Our team has a strong track record of meeting or exceeding ERVs. This is high certainty, high-quality income growth, and is firmly within our control. Frankie updated you on the excellent progress made in investment sales to support our recycling program. This included GBP 299 million of UKCM non-strategic assets sold since May 2024, and a further GBP 62 million with contracts exchanged, leaving GBP 86 million in two assets, representing around 1% of portfolio value to be sold within the next few months. One of these is now under offer. In aggregate, these sales are ahead of the effective cost of acquisition. This is disciplined capital recycling, selling non-core assets and reinvesting into high-returning logistics and data center opportunities. The primary reason for acquiring UKCM was to capture a high-quality urban logistics portfolio with significant in-built reversion.
We've made great strides in capturing this, having increased contracted rent by 18% since acquisition, supported by strong rent reviews, lease re-gears, and new lettings. This blueprint for success is mirrored in the Blackstone portfolio transaction, which completed late last year, where we have acquired a high-quality urban logistics portfolio at below replacement cost. These assets are now fully integrated into our platform, and we're already making excellent progress with our asset management initiatives, letting up vacancy and capturing significant rental reversion, as demonstrated by the examples shown here on the right-hand side of the slide. Our second growth driver is logistics development. This platform is capable of delivering more than GBP 300 million of additional rental income, nearly doubling today's passing rent. It's capital efficient, supported by long-dated land options, and can be flexed according to market conditions and our strategic objectives.
As Frankie mentioned, some lettings that we expected to close in Q4 2025 slipped into this year, such that 2026 development activity is primed for delivery, with nearly GBP 50 million of rent close to being secured. We have nearly GBP 9 million of pre-let rental income in solicitor's hands, over GBP 5 million of rental income in advanced negotiations, strong occupier engagement across the pipeline, including a 55% increase in pre-let inquiries, and yield on cost tracking at the upper end of the 6%-8% range. Our third and most exciting growth driver is data centers. Demand for data center capacity is strong and is expected to grow significantly, noting that co-locators dominate the London market. The constraint to supply in this market is power.
There isn't enough in the right locations deliverable within the right time frames. Our power-first model solves that constraint, enabling faster delivery, lower risk, and materially higher returns. In the 12 months since we announced our data center strategy, we've created an exciting pipeline of opportunities, with more than 230 MW of power across our first two sites, and the potential for GBP 58 million of annual rent, targeting an attractive 9%-11% yield on cost. At Manor Farm, our first DC project, momentum continues to build. We're in advanced negotiations on a pre-let with an occupier, have agreed a contractor, and are primed to make swift progress. We're expecting a planning decision imminently, with the Planning Inspectorate indicating a determination on or before the 17th of March 2026, keeping us on track to begin construction as planned.
We have also made good progress at our second data center site, where we expect a planning decision this year. These are just the first of a series of projects in a pipeline of potential opportunities of over 1 GW. When you bring the three growth drivers together, the scale of the opportunity ahead of us becomes clear. We can more than double our rental income to over GBP 800 million across the medium and longer term. We show here the contribution from our three growth drivers: rental reversion in gold, development in blue, and data centers in red. Today's GBP 337 million of passing rent on the left, bridges to GBP 361 million of contracted rent through the burn-off of rent-free periods and signed agreements for lease.

**DATASET**
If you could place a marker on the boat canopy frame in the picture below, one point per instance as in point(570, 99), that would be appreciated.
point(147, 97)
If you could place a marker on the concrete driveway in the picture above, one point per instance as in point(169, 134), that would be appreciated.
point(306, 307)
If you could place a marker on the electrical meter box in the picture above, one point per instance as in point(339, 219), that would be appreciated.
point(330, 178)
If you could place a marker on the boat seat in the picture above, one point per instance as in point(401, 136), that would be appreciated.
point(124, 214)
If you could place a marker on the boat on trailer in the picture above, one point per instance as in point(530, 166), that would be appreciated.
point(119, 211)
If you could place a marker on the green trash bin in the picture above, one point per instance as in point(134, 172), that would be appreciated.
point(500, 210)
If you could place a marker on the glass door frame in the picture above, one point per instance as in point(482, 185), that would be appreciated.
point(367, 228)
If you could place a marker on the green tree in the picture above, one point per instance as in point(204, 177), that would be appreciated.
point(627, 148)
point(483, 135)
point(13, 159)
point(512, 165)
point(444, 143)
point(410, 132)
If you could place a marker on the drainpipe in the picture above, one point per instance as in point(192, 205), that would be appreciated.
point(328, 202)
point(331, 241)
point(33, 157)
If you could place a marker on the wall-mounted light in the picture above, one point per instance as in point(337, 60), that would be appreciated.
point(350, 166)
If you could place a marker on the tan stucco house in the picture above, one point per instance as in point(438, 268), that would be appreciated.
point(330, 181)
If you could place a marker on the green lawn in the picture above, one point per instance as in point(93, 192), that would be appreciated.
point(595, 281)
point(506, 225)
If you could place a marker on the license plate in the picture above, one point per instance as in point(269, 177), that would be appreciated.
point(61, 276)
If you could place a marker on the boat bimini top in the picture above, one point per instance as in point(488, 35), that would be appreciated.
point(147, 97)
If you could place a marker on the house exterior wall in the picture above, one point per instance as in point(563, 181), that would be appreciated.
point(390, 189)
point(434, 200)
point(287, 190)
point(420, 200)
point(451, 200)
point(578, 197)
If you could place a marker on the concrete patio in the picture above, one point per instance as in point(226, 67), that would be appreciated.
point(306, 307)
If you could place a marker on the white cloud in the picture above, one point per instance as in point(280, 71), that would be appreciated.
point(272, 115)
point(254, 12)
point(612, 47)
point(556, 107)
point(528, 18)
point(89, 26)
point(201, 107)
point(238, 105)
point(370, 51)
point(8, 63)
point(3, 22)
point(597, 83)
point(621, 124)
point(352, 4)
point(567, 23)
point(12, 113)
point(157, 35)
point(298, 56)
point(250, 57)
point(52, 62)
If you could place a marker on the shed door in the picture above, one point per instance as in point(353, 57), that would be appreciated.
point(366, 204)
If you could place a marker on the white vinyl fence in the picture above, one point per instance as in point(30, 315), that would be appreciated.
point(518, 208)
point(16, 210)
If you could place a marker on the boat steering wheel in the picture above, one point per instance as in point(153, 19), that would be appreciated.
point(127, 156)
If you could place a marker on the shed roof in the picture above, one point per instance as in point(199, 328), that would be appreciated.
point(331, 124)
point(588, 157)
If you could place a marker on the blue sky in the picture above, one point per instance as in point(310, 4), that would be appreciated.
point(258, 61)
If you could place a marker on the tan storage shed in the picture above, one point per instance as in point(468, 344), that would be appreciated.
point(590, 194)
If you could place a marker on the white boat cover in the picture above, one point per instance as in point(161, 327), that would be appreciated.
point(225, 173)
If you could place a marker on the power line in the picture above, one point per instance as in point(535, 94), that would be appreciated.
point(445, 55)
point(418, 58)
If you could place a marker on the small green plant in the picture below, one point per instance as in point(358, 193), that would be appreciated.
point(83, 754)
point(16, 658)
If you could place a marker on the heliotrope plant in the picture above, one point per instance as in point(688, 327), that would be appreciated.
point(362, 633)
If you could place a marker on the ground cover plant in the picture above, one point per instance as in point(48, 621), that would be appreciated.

**OBJECTIVES**
• A. Answer the following from the rental growth update, one line each:
(i) By what percentage has contracted rent increased since the UKCM acquisition?
(ii) What yield on cost is targeted for the data center opportunities?
(iii) On or before what date did the Planning Inspectorate indicate a determination for Manor Farm?
• B. Write the next passage of the rental growth update, continuing from its final sentence.

**IN RESPONSE**
• A.
(i) 18%
(ii) 9%-11%
(iii) The 17th of March 2026

• B.
You can see how the growth drivers generate a near-term opportunity to increase passing rent to GBP 425 million, driven by reversion and development. A medium-term opportunity to increase this to GBP 562 million, reflecting further reversion and development potential, plus a very meaningful additional upside from our first two data center projects. Finally, there is the significant long-term opportunity within our extensive logistics land portfolio, taking rent to well above GBP 800 million. Key here is that much of this value is already baked into our business. As you can see at the bottom, none of this includes future rental growth or additional asset management upside, and crucially, it excludes any benefit from our 1 GW pipeline of further data center opportunities. This is why we're so confident in delivering sustained earnings growth and compelling returns for shareholders.
To conclude, we have a resilient and high-quality income stream, an attractive and growing dividend, and clear line of sight to material earnings growth, with an ambition to grow adjusted earnings by 50% by 2030. We have a strong balance sheet, a proven model, and powerful multi-year drivers. Critically, the business is primed for delivery in 2026, particularly through the early stages of our data center program. It's a compelling combination, resilient income, strong and compounding growth, and the potential for exceptional returns from data centers in the years ahead.
Thank you for listening, and with that, I'll hand you over to Ian, who is coordinating Q&A. Ian?
Good afternoon, everyone, and thank you very much indeed for joining us. This is the live Q&A part of this afternoon's presentation. Thank you very much indeed for submitting your questions via the webcast. Just a reminder, if you have further questions, please do put them into the text box, and we'll try our best to get through as many of these questions as possible. We'll go straight into this. The first question we've had is: the potential for e-commerce growth to slow, and what replaces that demand?
Thanks, Ian. Good morning, everyone. Thanks for joining us. e-com has hit about 28% of total retail sales. It's still an important part of our market. We think it will continue to grow at a rate above inflation. I think the key thing to note here is that there are many drivers to demand in our market. third-party logistics operators have been the largest contributors to take up lettings in recent times. Again, this year, around 30%, well, in 2025, followed by manufacturing, which is partly as a consequence of Brexit and de-globalization effects.
We've got a broad, very broad range of sectors actually, that is supporting demand in industrial logistics. That's very, very gratifying 'cause it means that if one of them was to slow a little bit in demand case, then it's not gonna have a significant effect on the modern day market more generally.
Great. Thanks, Colin. The next question is: Have you undertaken a stress test in the event that a major tenant pulled out?
Frankie?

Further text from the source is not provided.